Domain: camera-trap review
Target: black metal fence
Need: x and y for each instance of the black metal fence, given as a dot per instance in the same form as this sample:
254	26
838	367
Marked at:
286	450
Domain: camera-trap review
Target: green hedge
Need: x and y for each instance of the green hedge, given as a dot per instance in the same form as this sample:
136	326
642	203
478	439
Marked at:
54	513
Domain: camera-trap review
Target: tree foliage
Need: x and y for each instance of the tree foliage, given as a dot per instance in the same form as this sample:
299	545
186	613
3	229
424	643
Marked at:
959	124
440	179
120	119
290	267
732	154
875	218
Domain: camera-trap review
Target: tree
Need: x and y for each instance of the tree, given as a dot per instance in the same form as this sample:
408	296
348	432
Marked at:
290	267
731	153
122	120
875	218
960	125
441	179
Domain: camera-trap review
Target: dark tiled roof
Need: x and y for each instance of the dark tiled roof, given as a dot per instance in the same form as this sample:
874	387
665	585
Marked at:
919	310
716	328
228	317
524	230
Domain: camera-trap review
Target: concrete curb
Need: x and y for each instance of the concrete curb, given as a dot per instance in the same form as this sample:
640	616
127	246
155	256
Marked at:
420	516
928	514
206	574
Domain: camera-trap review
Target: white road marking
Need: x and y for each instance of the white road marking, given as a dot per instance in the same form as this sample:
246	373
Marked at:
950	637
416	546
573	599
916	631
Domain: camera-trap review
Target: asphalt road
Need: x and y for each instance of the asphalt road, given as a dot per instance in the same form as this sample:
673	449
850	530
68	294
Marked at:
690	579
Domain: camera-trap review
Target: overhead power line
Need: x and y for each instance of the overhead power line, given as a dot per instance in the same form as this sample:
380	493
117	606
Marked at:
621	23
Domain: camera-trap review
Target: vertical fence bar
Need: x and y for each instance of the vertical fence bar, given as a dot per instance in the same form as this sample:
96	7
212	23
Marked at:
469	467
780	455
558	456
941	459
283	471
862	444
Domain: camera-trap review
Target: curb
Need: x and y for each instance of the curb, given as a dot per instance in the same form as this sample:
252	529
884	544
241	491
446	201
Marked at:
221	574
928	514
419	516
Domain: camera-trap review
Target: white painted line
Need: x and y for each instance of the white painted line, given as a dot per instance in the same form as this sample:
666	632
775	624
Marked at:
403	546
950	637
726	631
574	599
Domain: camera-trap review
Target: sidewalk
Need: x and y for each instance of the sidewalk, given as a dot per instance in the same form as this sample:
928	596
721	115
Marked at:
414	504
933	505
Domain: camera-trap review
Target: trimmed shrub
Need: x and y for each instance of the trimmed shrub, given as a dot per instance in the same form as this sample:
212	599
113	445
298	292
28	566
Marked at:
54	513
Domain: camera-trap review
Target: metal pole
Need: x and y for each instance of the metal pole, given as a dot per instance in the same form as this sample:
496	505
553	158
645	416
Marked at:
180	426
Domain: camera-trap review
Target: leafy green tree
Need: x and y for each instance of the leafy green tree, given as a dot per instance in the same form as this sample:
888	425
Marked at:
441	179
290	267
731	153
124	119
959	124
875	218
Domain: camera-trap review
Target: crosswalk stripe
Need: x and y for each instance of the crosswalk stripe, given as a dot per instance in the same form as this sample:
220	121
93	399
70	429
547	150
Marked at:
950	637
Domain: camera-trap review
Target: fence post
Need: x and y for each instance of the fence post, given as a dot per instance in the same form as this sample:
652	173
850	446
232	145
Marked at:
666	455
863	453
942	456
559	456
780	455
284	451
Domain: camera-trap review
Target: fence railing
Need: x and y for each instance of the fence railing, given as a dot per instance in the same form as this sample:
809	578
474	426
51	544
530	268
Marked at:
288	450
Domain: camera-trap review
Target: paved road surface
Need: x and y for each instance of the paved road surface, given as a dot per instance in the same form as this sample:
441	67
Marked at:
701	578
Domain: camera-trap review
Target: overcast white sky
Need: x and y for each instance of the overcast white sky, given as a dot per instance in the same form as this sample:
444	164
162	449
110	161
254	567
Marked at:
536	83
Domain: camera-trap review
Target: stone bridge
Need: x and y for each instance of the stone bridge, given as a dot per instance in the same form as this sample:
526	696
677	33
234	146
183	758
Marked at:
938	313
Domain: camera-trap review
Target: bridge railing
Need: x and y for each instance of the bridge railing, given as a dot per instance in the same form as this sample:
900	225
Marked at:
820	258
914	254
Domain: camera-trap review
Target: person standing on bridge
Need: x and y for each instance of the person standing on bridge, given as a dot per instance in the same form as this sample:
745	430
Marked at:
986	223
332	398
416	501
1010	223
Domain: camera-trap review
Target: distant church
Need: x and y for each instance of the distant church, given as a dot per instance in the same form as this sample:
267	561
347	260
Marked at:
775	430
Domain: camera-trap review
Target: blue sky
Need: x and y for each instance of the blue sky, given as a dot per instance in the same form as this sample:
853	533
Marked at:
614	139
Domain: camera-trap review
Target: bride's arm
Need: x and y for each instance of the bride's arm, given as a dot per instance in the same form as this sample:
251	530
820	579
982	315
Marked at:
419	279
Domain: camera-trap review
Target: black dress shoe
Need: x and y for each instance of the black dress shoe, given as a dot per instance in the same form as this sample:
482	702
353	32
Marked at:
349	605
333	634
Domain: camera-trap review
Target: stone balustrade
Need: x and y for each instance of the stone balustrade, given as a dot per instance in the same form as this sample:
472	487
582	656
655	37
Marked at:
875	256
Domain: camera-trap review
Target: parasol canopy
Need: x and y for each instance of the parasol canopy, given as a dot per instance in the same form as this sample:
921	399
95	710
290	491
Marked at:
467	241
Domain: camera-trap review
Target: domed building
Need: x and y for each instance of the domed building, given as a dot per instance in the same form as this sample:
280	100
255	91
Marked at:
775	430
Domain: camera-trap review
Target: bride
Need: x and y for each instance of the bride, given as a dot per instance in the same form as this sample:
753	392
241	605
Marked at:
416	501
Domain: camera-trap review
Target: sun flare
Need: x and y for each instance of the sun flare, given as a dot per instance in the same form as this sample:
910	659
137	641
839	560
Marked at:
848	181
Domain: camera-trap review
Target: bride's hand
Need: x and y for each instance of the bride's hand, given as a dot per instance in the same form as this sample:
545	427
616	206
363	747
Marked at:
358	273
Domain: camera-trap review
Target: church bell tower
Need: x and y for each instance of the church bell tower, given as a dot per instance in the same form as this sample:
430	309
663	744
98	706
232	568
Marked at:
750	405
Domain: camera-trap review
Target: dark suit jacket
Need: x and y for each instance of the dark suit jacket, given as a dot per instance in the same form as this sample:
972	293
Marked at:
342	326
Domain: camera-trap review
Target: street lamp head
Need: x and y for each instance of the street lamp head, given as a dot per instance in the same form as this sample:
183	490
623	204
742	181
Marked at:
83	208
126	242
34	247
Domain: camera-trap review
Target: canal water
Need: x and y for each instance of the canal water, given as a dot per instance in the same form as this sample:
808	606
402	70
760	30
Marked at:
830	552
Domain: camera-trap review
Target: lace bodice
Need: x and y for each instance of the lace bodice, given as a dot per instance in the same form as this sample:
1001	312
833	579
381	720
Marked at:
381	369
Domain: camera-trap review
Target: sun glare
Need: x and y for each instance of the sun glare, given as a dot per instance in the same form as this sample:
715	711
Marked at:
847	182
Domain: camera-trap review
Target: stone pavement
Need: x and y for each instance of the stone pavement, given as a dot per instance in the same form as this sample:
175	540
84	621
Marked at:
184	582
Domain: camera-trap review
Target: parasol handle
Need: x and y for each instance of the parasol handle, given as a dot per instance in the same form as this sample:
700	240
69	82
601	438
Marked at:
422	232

> [Problem requirements]: Set down exactly, and only, the lines of the data above from the line containing "Need: x and y for each instance of the canal" through the last one.

> [Answer section]:
Need: x and y for each instance of the canal water, given as a dot per instance in the same form as this sample:
808	606
402	70
760	30
Marked at:
830	552
Domain: camera-trap review
Target: lace bodice
Need: x and y for each instance of the lace bodice, given as a dot per instance in the same form as this sample:
1001	312
833	579
381	720
Marked at:
381	369
Domain: camera-trap review
Target: sun glare
Need: x and y for each instance of the sun glare, given as a dot per instance in the same form as this sample:
715	711
Marked at:
847	182
Domain: camera-trap review
Target: stone pavement
Need: x and y for each instance of the stone pavement, given as a dot per instance in the same form as this sample:
175	540
84	621
Marked at:
184	582
Domain: camera-trap review
Target: parasol handle
Need: x and y for each instance of the parasol handle, given as a dot per instance in the same form as this sample:
700	240
69	82
601	438
Marked at:
422	232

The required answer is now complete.